GIVEN ENTRIES
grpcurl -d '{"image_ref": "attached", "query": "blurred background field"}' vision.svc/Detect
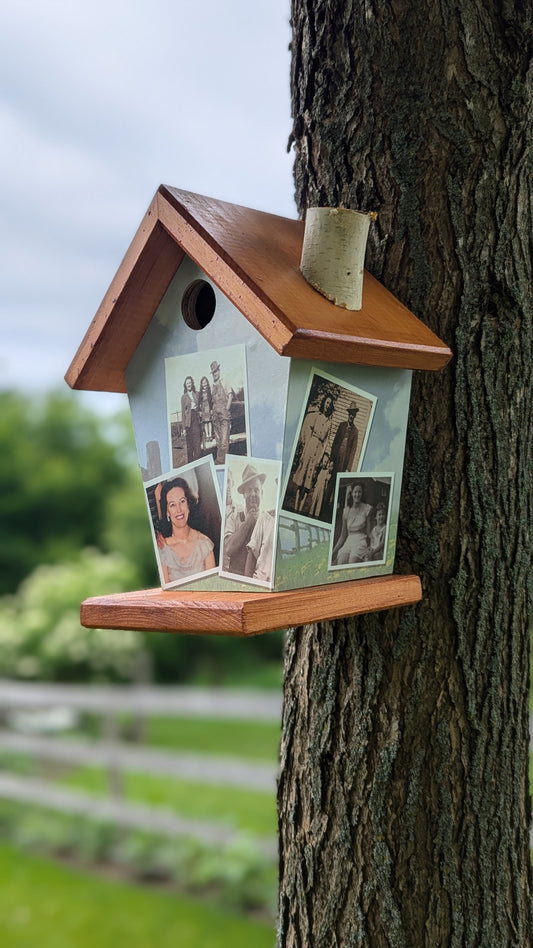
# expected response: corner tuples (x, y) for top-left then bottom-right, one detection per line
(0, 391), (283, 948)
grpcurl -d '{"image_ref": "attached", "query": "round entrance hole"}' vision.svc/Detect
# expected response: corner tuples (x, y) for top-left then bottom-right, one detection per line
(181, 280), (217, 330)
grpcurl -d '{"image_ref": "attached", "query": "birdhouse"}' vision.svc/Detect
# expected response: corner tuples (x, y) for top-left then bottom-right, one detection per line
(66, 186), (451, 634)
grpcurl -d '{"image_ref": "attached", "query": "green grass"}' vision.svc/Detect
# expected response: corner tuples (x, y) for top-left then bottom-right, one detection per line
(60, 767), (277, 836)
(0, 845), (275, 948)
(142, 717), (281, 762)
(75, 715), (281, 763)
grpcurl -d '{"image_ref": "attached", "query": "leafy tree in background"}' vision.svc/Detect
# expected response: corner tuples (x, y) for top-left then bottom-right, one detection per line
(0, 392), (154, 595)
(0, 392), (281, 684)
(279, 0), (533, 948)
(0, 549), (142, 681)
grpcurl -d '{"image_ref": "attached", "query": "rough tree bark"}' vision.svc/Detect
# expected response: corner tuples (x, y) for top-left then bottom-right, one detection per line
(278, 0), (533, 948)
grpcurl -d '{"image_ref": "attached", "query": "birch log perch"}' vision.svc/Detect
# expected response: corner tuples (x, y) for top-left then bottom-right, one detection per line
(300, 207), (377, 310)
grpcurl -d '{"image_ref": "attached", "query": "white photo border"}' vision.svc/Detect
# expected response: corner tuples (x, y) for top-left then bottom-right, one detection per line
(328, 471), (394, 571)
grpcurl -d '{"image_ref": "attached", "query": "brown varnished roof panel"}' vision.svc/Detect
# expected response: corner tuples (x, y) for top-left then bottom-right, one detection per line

TASK DESCRIPTION
Print every one of the items above again verbatim, please, but leave out the pictures.

FULL ANSWER
grpcurl -d '{"image_ref": "attached", "query": "blurred background field"}' vision.svc/Detect
# expected response: corner tuples (x, y) for top-left then bottom-right, one detection per line
(0, 391), (283, 948)
grpcurl -d '{"image_ref": "attached", "query": "round entrance hole"}' vision.svc/Detect
# expected response: corner tuples (x, y) for top-left then bottom-right, one detection per line
(181, 280), (217, 330)
grpcurl -d '{"image_ref": "attached", "query": "birdhouse"}' vision.svc/Detect
# expected response: corner tuples (x, y) for top-left then bottom-right, one detection per line
(66, 186), (451, 634)
grpcurl -d '{"image_ref": "attached", "query": "green grass"}' vision.svc/Detect
# expected response: corner tuples (x, y) for top-left then bottom-right, one detection per line
(60, 767), (277, 836)
(0, 845), (275, 948)
(142, 717), (281, 762)
(75, 715), (281, 763)
grpcurl -d '{"image_ref": "attached", "query": "leafy tree in background"}' vision.svc/Detect
# expected response: corner tuples (x, y) for top-left then bottom-right, one detection per line
(0, 392), (154, 595)
(0, 392), (281, 684)
(279, 0), (533, 948)
(0, 549), (142, 681)
grpcurl -d '{"image_ref": "attached", "query": "rough tree bark"}' vision.svc/Detect
# expected response: corner tuples (x, y) for top-left then bottom-right, one detection per line
(278, 0), (533, 948)
grpcurl -d '{"image_ref": "attached", "query": "birch log perch"}' vision.svc/Detect
# expected response: corner tuples (x, y) for top-left then bottom-right, one detection per line
(300, 207), (377, 310)
grpcurl -d '{"image_ref": "attached", "query": "white photo border"}' vision.svc/Detect
# expected response: corner tuples (x, y) for top-left then bottom-right, one detection per line
(328, 471), (394, 571)
grpcurl -d '{"image_ref": "attached", "query": "brown varnished roof panel"}' vision.svc/Detect
# expected response: corner tuples (x, y) for top-left then bottom-right, one detection per line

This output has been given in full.